AIM
Rewrite the entries from the line with "locate the man's nose in the photo above" through the end of the entries, keeping the requests, and scale every coordinate in the answers by 0.55, rounding to whole numbers with halves going up.

PROVIDED ENTRIES
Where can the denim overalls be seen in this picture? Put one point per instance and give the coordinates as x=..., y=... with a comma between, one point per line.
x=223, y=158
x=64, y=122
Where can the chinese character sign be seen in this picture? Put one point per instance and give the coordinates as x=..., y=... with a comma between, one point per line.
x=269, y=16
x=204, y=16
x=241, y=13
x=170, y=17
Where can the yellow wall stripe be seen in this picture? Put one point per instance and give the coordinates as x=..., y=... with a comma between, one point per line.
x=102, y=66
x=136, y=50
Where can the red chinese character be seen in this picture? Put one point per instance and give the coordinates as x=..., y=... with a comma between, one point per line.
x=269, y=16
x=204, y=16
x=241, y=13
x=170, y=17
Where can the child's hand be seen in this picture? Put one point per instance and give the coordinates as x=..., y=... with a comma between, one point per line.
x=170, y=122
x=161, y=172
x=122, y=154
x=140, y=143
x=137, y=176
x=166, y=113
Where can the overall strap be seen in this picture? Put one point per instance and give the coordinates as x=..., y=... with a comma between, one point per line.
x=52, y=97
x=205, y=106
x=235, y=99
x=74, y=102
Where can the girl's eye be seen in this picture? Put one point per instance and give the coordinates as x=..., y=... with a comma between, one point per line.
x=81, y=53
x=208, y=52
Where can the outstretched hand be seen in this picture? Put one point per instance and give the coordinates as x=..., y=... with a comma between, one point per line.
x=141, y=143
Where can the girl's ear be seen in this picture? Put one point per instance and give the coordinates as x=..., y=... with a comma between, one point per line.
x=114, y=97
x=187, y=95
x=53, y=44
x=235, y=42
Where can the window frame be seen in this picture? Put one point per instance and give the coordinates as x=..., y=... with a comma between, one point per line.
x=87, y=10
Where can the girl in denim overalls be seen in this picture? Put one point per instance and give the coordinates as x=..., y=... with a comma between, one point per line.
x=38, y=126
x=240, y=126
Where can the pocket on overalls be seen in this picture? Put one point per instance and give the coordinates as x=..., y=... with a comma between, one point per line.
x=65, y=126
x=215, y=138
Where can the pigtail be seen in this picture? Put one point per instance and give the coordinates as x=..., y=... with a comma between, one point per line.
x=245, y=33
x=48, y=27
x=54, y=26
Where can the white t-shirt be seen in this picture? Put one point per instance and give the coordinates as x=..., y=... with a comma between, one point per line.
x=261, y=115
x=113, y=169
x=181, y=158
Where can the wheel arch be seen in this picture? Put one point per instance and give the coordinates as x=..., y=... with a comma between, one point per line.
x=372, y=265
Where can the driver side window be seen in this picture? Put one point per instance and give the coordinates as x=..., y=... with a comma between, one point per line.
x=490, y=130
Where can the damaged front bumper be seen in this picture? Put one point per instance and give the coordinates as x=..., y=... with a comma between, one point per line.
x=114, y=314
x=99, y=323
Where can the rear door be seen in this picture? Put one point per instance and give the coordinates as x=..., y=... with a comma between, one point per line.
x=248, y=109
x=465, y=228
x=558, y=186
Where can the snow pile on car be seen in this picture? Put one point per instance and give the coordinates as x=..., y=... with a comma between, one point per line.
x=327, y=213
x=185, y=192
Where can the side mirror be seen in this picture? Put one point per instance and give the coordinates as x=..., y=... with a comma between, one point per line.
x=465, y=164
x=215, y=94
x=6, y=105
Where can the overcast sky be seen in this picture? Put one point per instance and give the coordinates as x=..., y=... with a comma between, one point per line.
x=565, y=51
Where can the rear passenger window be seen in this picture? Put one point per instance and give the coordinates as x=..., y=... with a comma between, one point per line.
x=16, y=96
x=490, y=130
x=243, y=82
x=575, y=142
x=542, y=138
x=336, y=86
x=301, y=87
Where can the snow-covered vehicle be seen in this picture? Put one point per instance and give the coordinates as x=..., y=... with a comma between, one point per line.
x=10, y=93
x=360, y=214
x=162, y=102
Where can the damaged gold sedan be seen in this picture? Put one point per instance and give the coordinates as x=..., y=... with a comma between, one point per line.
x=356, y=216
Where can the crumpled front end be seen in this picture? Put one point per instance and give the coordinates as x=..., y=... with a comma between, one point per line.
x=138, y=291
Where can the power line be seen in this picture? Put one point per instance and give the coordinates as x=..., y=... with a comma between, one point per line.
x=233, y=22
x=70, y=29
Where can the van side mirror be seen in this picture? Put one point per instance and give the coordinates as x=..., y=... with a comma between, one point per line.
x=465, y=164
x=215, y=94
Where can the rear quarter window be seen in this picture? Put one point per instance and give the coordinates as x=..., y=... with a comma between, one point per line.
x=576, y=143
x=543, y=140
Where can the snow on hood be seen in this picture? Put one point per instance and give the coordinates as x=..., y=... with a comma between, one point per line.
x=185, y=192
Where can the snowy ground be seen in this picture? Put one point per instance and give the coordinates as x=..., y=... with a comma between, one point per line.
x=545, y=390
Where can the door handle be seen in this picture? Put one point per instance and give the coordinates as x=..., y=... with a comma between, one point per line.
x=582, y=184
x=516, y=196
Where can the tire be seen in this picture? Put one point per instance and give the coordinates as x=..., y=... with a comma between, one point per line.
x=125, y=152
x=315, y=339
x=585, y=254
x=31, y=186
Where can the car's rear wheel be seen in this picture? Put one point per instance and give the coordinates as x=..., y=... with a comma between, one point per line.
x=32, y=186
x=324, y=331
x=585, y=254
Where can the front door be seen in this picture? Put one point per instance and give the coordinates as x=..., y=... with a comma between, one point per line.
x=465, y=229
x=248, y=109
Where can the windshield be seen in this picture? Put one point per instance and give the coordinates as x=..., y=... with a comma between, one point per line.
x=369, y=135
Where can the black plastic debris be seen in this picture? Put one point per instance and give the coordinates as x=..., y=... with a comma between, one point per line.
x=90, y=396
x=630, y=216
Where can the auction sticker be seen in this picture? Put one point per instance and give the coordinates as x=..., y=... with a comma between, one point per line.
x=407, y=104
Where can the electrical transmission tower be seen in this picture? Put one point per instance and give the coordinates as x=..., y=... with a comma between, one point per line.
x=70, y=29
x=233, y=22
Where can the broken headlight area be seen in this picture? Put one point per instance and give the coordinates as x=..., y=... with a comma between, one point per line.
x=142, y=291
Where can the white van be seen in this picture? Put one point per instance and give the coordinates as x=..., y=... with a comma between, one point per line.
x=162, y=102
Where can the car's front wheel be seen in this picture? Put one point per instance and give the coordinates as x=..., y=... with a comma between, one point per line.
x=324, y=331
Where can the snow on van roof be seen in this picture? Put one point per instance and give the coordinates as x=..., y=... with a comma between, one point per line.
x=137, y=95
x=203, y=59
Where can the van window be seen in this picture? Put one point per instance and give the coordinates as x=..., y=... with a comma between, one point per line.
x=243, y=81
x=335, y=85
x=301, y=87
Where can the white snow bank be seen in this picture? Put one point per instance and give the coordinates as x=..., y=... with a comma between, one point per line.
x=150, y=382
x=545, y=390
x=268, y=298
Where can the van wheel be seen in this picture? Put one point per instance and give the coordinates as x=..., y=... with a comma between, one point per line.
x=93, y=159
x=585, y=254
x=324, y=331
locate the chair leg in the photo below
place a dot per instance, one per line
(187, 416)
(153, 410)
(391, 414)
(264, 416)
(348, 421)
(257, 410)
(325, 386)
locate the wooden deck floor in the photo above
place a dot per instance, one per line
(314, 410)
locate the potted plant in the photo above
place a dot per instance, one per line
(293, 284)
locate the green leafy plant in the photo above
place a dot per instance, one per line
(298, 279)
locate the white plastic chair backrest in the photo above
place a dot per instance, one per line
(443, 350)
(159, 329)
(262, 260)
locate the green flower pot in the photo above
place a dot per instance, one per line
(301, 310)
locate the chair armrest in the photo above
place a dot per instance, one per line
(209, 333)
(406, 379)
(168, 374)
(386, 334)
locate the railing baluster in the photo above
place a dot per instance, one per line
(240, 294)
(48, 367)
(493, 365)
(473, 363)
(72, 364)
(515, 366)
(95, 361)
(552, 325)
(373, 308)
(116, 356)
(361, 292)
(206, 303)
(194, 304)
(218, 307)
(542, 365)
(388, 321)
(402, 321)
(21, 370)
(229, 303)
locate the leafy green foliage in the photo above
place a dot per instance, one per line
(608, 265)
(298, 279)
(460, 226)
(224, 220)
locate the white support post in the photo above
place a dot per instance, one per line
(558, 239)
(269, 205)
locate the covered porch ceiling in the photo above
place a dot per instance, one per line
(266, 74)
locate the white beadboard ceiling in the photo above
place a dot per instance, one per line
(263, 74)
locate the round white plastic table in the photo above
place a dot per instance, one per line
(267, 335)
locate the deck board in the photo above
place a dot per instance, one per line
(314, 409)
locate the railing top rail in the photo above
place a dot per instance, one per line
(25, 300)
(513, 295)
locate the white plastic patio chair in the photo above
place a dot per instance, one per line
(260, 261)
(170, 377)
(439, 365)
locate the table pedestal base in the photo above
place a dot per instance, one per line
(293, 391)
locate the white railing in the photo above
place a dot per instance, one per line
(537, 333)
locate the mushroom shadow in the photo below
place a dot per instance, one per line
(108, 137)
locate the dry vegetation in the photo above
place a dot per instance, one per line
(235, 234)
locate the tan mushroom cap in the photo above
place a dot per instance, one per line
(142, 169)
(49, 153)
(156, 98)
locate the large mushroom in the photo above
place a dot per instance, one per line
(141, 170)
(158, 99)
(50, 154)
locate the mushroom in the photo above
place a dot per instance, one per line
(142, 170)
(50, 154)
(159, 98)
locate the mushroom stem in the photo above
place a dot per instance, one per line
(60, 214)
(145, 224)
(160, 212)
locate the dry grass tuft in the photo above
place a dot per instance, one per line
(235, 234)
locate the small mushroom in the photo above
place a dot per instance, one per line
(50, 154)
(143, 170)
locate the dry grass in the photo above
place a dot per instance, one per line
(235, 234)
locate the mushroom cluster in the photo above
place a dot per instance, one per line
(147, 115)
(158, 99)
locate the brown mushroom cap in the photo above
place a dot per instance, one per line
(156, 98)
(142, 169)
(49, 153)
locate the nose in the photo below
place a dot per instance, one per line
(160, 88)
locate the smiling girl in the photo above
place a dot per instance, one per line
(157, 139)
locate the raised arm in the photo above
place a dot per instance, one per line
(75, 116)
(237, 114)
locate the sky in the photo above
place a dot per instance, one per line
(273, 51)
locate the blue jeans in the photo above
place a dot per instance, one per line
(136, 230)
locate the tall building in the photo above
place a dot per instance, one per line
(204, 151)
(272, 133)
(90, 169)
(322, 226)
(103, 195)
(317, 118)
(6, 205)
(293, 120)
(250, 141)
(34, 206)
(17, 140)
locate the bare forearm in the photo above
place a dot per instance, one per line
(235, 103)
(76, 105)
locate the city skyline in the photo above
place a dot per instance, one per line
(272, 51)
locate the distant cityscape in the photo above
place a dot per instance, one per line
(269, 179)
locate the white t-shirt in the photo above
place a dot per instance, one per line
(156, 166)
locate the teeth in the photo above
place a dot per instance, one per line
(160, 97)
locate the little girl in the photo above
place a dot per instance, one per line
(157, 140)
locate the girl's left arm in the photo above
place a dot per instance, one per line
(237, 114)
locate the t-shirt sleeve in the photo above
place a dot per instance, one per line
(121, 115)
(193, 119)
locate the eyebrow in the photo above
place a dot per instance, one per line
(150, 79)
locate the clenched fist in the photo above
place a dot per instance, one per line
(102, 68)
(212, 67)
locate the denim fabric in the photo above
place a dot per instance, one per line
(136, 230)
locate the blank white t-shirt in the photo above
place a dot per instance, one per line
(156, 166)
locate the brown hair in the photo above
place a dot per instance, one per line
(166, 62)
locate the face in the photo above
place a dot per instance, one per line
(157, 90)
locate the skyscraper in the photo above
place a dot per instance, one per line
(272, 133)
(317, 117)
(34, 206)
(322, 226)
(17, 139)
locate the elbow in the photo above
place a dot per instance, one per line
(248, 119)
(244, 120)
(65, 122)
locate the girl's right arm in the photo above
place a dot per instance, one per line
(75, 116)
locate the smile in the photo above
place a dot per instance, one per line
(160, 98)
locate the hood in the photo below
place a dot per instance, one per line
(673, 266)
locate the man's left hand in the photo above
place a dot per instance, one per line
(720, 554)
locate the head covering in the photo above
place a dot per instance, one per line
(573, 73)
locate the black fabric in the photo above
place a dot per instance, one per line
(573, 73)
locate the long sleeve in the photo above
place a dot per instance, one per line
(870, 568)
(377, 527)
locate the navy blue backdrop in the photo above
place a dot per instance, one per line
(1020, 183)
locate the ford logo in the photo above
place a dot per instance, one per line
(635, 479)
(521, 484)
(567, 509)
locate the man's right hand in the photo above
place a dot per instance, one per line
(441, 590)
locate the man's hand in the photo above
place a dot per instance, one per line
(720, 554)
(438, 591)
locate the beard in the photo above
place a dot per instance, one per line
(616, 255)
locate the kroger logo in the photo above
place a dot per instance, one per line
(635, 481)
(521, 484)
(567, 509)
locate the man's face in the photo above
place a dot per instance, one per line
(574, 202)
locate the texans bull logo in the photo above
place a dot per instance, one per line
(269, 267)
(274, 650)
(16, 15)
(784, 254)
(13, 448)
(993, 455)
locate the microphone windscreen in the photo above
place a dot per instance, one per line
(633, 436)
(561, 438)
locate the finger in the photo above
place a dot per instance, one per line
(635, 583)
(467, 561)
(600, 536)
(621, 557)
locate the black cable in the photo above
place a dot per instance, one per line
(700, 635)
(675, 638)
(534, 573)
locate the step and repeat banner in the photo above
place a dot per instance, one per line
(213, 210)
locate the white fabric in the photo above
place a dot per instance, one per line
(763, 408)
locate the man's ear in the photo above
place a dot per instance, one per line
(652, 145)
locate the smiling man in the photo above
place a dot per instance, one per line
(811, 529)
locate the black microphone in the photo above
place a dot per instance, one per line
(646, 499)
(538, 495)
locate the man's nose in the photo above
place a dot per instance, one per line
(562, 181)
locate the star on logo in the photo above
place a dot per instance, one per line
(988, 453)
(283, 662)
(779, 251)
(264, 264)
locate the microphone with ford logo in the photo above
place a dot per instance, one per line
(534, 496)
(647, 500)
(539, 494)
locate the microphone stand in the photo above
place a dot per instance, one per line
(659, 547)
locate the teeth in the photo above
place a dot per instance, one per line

TASK RESPONSE
locate the man's nose in the photo above
place a dot per instance, one per line
(309, 100)
locate the star on logo in the photo above
place a dot per instance, one per line
(543, 249)
(156, 364)
(428, 138)
(145, 145)
locate the microphone with ford logo in the photo above
place a dot per instance, one per line
(294, 273)
(356, 275)
(296, 272)
locate the microphone stand in the photo above
place a dot per instance, one per line
(362, 301)
locate the teeth in the photo above
place a dot per instance, one per line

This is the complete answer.